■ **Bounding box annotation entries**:
------------------------------

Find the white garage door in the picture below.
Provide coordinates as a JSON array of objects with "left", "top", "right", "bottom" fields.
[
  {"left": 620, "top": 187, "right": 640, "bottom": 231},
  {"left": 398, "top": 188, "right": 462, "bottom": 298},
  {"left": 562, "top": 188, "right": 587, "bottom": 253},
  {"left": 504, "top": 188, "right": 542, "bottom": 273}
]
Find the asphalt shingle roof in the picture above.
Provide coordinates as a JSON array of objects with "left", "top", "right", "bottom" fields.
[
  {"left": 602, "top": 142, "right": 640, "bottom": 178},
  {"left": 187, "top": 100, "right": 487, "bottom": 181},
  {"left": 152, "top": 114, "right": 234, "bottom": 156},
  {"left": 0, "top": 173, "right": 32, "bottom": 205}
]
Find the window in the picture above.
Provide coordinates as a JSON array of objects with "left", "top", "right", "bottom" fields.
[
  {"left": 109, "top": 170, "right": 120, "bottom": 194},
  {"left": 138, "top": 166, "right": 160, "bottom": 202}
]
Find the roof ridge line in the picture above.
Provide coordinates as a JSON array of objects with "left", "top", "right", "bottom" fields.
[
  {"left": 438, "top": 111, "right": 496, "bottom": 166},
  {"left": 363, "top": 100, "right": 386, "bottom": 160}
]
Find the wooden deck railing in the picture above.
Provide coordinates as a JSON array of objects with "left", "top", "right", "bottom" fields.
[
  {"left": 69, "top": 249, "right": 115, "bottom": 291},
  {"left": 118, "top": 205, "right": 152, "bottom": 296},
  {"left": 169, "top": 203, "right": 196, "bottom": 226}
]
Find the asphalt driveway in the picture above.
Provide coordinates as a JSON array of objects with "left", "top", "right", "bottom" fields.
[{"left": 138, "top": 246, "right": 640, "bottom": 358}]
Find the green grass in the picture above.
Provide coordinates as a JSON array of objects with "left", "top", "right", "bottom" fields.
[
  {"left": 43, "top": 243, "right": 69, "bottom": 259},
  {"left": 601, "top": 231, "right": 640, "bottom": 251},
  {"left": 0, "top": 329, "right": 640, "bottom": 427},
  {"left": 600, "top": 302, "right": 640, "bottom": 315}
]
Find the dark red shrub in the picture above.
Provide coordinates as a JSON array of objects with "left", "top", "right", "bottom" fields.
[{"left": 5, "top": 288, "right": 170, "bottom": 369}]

------------------------------

■ **What to produce**: Count the lines in the entries above that contain the word "Find" and reply with the number alone.

■ **Written solution**: 8